#### [Article]
▽

Addressing the great challenges that face us in the spheres of energy and the built environment requires a broad perspective that acknowledges the complex inter-connected nature of our energy system and the buildings we use. Research in the School of Civil Engineering accordingly encompasses the design, management, operation and regeneration of energy infrastructure, buildings and the urban environment. Our research aims to advance the state of architecture and engineering to address the key challenges of developing and maintaining buildings that make efficient use of resources, can be operated sustainably, provide healthy environments and contribute to our wellbeing.
Transforming the production, distribution, storage and use of energy to achieve a national system that is resilient and sustainable is one of the great challenges that we face. Innovation will be required, not only in how we generate, distribute, and store energy but also in how different elements of our energy infrastructure is procured, owned and managed. Buildings will become active rather than passive in the way they interact with the energy system. Our research sees the energy and built environments as closely coupled systems.

△

#### [Dataset extract]
▽

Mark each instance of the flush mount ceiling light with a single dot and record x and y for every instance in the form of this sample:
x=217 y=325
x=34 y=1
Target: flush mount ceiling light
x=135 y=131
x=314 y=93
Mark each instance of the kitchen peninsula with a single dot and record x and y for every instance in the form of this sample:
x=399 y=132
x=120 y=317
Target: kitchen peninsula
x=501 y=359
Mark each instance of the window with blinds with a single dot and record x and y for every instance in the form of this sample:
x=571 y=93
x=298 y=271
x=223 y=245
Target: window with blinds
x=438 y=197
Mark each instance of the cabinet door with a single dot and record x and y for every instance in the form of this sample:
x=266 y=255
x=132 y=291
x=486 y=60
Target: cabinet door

△
▽

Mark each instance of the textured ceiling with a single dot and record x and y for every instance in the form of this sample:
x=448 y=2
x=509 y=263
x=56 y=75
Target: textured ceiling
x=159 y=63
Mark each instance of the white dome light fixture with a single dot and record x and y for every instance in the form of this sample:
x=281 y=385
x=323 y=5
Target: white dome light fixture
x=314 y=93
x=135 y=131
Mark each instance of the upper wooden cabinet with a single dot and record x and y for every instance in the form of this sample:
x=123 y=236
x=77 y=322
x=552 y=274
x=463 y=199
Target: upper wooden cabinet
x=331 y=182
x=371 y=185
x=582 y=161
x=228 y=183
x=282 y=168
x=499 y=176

△

#### [Exercise task]
The passage on energy and the built environment names the aspects of energy that must be transformed to achieve a resilient and sustainable national system. List all of them.

#### [Worked solution]
Production, distribution, storage, use